*Dokumenttext*:
.....
# CHAT Webspace?



## Fleck06 (29. Juni 2006)

Hallo Leute,

möchte einen Chat laufen lassen. Wo gibts guten und günstigen Webspace? Vllt auch Freewebspace?


----------



## Dr Dau (29. Juni 2006)

Hallo!

Das grösste Problem wird wohl sein dass die meisten Hoster solche Serverlastigen Anwendungen wie z.b. ein Chat nicht erlauben.
Gerade für die günstigen (oder gar kostenlosen) Hoster dürfte dieses am ehesten zutreffen.
Aber Du kannst Dich ja mal auf www.webhostlist.de umsehen und die AGB (auch das Kleingedruckte) der jeweiligen Hoster studieren.

Gruss Dr Dau


----------



## Fleck06 (29. Juni 2006)

Dr Dau hat gesagt.:
			
		

> Hallo!
> 
> Das grösste Problem wird wohl sein dass die meisten Hoster solche Serverlastigen Anwendungen wie z.b. ein Chat nicht erlauben.
> Gerade für die günstigen (oder gar kostenlosen) Hoster dürfte dieses am ehesten zutreffen.
> ...



Kannst du mir denn ansonsten einen guten Anbieter empfehlen? Einen Server-Tarif. Ich habe jetzt nicht besonders viel Ahnung davon. Hatte vorher nur normale Webhosting-Tarife.

Wo krieg ich denn viel geboten für unter 25 €?


----------



## Dr Dau (29. Juni 2006)
.....
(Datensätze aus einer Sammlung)
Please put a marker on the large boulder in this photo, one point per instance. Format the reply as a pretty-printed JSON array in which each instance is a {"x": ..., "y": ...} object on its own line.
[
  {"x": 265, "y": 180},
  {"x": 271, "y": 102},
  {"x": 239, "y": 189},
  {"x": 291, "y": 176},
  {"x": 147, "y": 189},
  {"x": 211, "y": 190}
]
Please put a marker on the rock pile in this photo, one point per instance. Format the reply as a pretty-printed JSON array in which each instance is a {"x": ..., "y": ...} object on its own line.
.....
*Auszuführende Aufgabe*: Auf welcher Website soll sich Fleck06 laut Dr Dau im Forumsthread über Webspace für einen Chat nach Hostern umsehen?

*Antwort zur Aufgabe*: Auf www.webhostlist.de.